> TESTO MOSTRATO:

A.R.:  <<E’ stato scoperto il significato delle parole pronunciate dagli alieni che lei riferì sotto ipnosi o comunque è stata ipotizzata una loro relazione con una qualche lingua terrestre?>>.

 

F.Z.: <<No, ma le registrazioni  delle frasi sono state inviate negli U.S.A. al “Centro Ricerche Voci Mondiali” [si tratta assai probabilmente di un nome sbagliato,  Zanfretta non ricordava con esattezza il nome di questa  organizzazione che il sottoscritto, purtroppo, non  è riuscito ad identificare (N.d.A.). Gli studiosi che operano in tale organizzazione hanno detto che non assomigliano a nessuna lingua parlata sulla Terra. Solo uno o due parole assomigliano vagamente  alla lingua araba, ma è controverso>>.

 

A.R.: <<Secondo lei qual è il luogo di provenienza di questi esseri?>>.

> RECORD ARCHIVIATI:
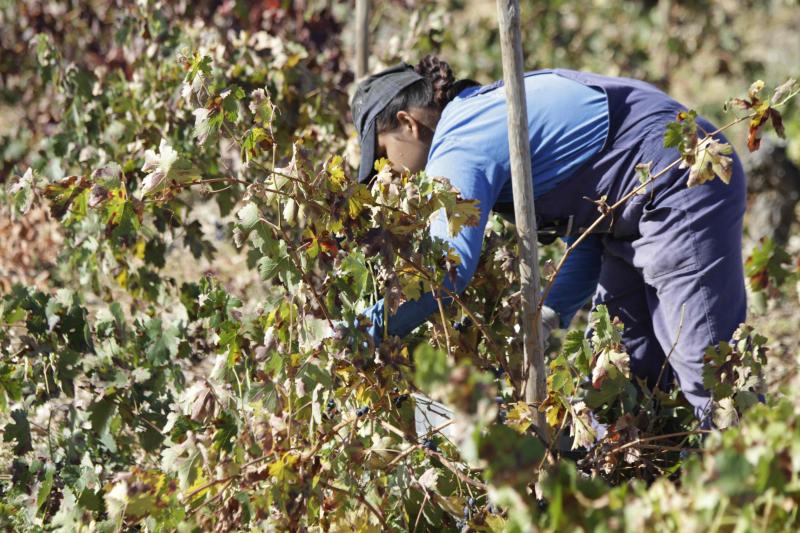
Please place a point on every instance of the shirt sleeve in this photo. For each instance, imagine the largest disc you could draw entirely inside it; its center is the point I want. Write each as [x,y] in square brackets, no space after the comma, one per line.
[466,171]
[577,280]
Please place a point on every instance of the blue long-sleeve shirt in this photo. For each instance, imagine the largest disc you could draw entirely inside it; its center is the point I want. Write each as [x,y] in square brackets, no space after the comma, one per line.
[568,123]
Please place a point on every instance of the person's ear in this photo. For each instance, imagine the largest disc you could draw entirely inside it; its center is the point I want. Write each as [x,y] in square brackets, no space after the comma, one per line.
[408,124]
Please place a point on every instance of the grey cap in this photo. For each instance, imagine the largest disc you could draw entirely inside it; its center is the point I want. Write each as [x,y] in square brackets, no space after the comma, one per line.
[372,96]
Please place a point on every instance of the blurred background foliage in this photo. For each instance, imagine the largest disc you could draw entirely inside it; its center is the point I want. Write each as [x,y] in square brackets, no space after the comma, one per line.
[159,341]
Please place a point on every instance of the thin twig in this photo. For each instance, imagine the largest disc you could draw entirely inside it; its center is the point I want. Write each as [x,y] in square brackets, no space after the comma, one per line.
[361,499]
[296,260]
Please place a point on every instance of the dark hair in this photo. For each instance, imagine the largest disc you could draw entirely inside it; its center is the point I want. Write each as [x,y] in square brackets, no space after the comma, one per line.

> OBIETTIVO ESERCIZIO: Secondo il testo mostrato, a quale lingua somigliano vagamente una o due parole pronunciate dagli alieni?

> RISPOSTA COMPLETA: Alla lingua araba.